INSTRUCCIONES:
**a.** En el fragmento sobre el ambiente de la ciudad, ¿a qué tres cosas se dice que nadie podrá acostumbrarse nunca del todo?
**b.** Prolonga el fragmento sobre el ambiente de la ciudad a partir de su última oración.

FRAGMENTO DE TEXTO:

Es así pues que nos hemos acostumbrado insensiblemente a este ambiente de humo, de escapes, de bochinche, e insalubridad, quizá porque pocos nos hablan hoy del gozo del silencio, de la serenidad del campo, de la belleza del sol y las estrellas en un cielo límpido, de la fragancia de la alfalfa recién cortada, la serenidad de la montaña, la espuma de las rompientes.
Aún así, ante estas cosas, todavía somos capaces de darnos cuenta y reaccionar: nadie podrá acostumbrarse nunca del todo al cáncer producido por la contaminación, a las neurosis, al agotamiento que produce en nosotros el medio insalubre de nuestra ciudad.
Pero el hombre de hoy no se ve afectado solamente por el ambiente físico donde vive. Hay otro ambiente, mucho más deletéreo, mucho más funesto, mucho menos fácilmente perceptible y de consecuencias más hondas que nos afecta, insensible y profundamente: el ambiente moral que respiramos.

DATOS PROPORCIONADOS:
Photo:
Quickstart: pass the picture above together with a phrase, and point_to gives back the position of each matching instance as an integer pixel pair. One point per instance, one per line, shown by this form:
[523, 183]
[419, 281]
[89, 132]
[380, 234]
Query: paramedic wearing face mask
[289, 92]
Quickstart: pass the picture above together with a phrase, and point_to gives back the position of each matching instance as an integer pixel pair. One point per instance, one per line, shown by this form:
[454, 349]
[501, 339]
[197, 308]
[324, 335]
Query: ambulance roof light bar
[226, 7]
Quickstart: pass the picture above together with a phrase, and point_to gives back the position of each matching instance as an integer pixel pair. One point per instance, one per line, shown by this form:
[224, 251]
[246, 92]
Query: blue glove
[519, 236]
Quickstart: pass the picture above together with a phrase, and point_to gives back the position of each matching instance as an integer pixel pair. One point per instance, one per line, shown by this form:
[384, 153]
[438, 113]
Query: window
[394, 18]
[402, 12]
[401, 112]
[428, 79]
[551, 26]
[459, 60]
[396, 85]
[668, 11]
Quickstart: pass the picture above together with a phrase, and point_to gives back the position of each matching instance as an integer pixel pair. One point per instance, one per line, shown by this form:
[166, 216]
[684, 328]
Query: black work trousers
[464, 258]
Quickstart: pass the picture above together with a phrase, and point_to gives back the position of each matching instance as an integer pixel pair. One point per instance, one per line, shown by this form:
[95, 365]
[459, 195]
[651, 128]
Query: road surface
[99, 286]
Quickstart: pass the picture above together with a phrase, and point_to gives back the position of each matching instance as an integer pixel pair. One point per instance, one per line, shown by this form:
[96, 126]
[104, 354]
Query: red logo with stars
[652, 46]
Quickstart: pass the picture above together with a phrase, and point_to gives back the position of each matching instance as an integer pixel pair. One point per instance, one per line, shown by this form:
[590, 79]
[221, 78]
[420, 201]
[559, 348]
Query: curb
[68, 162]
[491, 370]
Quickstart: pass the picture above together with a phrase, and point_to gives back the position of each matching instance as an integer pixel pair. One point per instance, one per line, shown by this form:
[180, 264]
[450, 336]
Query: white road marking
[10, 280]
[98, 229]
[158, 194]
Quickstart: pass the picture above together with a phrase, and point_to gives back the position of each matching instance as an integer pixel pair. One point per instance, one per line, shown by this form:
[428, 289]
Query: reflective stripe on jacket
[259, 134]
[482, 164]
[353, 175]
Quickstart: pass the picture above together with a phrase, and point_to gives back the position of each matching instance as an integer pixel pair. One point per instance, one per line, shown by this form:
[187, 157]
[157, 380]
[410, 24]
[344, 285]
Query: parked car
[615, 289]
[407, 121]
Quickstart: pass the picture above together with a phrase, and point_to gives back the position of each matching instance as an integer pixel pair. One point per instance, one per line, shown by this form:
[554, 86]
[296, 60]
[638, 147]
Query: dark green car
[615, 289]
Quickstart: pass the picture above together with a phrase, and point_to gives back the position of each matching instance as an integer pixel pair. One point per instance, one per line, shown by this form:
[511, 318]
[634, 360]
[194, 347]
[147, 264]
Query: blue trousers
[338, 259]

RESPUESTAS NUMERADAS:
**a.** Al cáncer producido por la contaminación, a las neurosis y al agotamiento que produce en nosotros el medio insalubre de la ciudad.

**b.**
Yo, hoy, de acuerdo al evangelio, debería hablar del pecado, del arrepentimiento y del perdón. Pero ¿cómo voy a hablar del pecado cuando ya esta palabra a muchos no les dice nada? No nos encontramos ya frente a una sociedad conscientemente pecadora -una sociedad de pecados fuertes, rebeldes, desafiantes- sino que nos hallamos frente a una sociedad indiferente, abúlica, que ha perdido el sentido del pecado, ciega para los valores morales, indiferente respecto a la cuestión del bien y el mal, casi diría incapaz de pecar, porque incapaz de realizar o ver el auténtico bien.
No existe más el pecado rebelde de Caín, ni la lujuria consciente de David, ni el orgullo de Lutero, ni la blasfema de Voltaire. Existe la debilidad del moralmente impotente, la cobardía de la moda, la ley del menor esfuerzo, el egoísmo disfrazado del 'no te metás', la autojustificación del 'lo hace todo el mundo', la bobería sexual de los novios solapada de novela rosa, la satisfacción burgeusa del deber mínimo cumplido, la crítica grandilocuente y vacua, desde el sillón mullido, a los grandes males de la humanidad.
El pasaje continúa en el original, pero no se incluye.